**WORK TO COMPLETE:**
Starting at the line containing "Target: yellow star sprinkle" and ending with the final line of the listing, reproduce those lines with "flower stalk" substituted for "plant stem" and all else left unchanged.

**INFORMATION SUPPLIED:**

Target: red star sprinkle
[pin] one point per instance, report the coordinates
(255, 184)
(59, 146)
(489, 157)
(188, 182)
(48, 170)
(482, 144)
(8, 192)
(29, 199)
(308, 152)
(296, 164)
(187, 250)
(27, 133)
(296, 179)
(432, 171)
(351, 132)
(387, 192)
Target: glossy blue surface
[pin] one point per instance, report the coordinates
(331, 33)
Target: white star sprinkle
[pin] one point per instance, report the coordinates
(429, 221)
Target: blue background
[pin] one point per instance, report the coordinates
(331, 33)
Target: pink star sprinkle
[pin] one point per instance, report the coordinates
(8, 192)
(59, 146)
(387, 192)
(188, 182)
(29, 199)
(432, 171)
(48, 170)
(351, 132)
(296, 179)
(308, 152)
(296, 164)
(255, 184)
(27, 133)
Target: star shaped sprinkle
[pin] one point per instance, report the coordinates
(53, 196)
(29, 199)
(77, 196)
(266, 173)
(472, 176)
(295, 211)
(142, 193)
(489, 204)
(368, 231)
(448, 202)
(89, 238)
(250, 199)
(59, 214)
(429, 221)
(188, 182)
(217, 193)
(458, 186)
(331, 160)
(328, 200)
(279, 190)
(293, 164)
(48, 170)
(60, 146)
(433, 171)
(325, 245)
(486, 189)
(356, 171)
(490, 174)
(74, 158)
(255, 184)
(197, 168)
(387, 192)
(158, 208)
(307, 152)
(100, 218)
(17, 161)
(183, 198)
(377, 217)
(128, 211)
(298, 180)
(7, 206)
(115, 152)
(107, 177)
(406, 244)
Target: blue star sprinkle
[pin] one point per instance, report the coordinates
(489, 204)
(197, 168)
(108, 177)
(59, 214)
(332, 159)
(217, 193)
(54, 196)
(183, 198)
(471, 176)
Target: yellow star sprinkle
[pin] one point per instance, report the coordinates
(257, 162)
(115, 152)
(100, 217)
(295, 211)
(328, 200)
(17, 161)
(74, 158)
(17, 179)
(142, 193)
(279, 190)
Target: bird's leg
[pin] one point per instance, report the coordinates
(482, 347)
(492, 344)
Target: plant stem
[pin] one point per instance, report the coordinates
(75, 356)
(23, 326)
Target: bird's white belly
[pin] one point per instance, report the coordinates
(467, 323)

**CORRECT RESULT:**
Target: yellow star sprinkle
[pin] one point per instance, report the coordinates
(257, 162)
(115, 152)
(100, 217)
(295, 211)
(328, 200)
(17, 161)
(74, 158)
(17, 179)
(142, 193)
(279, 190)
Target: bird's leg
[pin] one point per instance, report the coordinates
(482, 347)
(492, 344)
Target: flower stalk
[pin] one point per instance, report the coordinates
(75, 356)
(23, 326)
Target: bird's white belly
[pin] one point per instance, report the coordinates
(467, 323)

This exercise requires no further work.